[Given instruction 1]
Answer these questions from the excerpt on the veterinary college's tuition plan:
(a) How much does Alberta pay each year under the arrangement it plans to leave?
(b) What annual tuition fee was proposed for students not originally admitted to the veterinary college?
(c) What position does Erika Shaker hold?

The college developed the idea, said its dean, Douglas Freeman, after neighbouring Alberta announced plans to withdraw from an arrangement in which it pays some C$8 million (£5 million) a year to subsidise the enrolment of 20 students from the province.
Western College has since decided to refrain – for now, at least – from implementing the tuition escalation plan, Professor Freeman told Times Higher Education, given that Alberta’s departure from the decades-old partnership does not take effect until next year.
“We have been exploring different alternatives” for handling the loss of Alberta, Professor Freeman said. The idea of charging students not originally admitted to the veterinary college an annual tuition fee of C$60,737 – a sum that is C$50,000 over the regular price – “would provide an opportunity” for such students to pursue their degree in Canada rather than having to go abroad, he said.
Opportunity or not, one expert said, the case was a jarring example of the future facing Canada after it grew increasingly comfortable with using full-fare foreign students to subsidise a higher education system that its provinces had long funded as a public good.
It’s a “hell of a way to use the deeply regressive treatment of international students as a sort of model”, said Erika Shaker, director of the education project at the Canadian Centre for Policy Alternatives.
Although Canada’s wide province-by-province variations in higher education policy might make it hard to see, the financial burden of higher study has steadily been shifting from the provinces to the students, Ms Shaker and her research institute have warned.

[Input for this task]
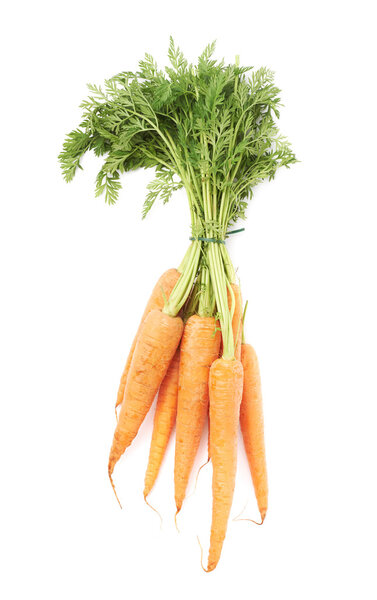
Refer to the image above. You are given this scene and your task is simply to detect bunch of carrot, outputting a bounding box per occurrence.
[60,39,295,571]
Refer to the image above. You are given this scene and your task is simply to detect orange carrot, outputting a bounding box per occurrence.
[207,358,243,571]
[108,309,183,491]
[144,349,180,498]
[115,269,181,410]
[174,315,220,512]
[240,344,268,523]
[228,283,242,360]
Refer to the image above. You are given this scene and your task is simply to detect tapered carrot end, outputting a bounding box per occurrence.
[196,535,208,573]
[174,506,181,533]
[108,463,122,508]
[144,490,162,529]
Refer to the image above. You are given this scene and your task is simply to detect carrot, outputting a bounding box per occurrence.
[144,349,180,499]
[228,283,242,360]
[174,315,220,512]
[174,315,220,512]
[115,269,181,410]
[240,344,268,523]
[208,283,242,460]
[207,358,243,571]
[108,309,183,491]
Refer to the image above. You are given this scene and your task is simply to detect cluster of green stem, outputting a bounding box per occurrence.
[59,39,296,359]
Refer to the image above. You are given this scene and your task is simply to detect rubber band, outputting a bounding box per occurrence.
[189,227,245,244]
[190,237,225,244]
[226,227,245,236]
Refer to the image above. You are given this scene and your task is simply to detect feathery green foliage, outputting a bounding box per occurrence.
[59,38,296,357]
[59,38,296,225]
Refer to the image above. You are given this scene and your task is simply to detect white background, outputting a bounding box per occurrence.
[0,0,377,600]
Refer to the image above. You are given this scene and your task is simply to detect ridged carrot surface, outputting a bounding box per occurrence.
[115,269,180,408]
[240,344,268,522]
[207,358,243,571]
[108,309,183,486]
[228,283,242,360]
[144,349,180,498]
[174,315,220,511]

[Given instruction 2]
Please retype the records exactly, beginning at their start and stopping after the line that contains "[60,39,295,571]", with both ends included. Leave the pictures out.

[Correct result 1]
(a) Some C$8 million (£5 million) a year.
(b) C$60,737.
(c) She is director of the education project at the Canadian Centre for Policy Alternatives.

[Correct result 2]
Refer to the image above. You are given this scene and your task is simply to detect bunch of carrot, outputting a bounding box per occurrence.
[60,39,295,571]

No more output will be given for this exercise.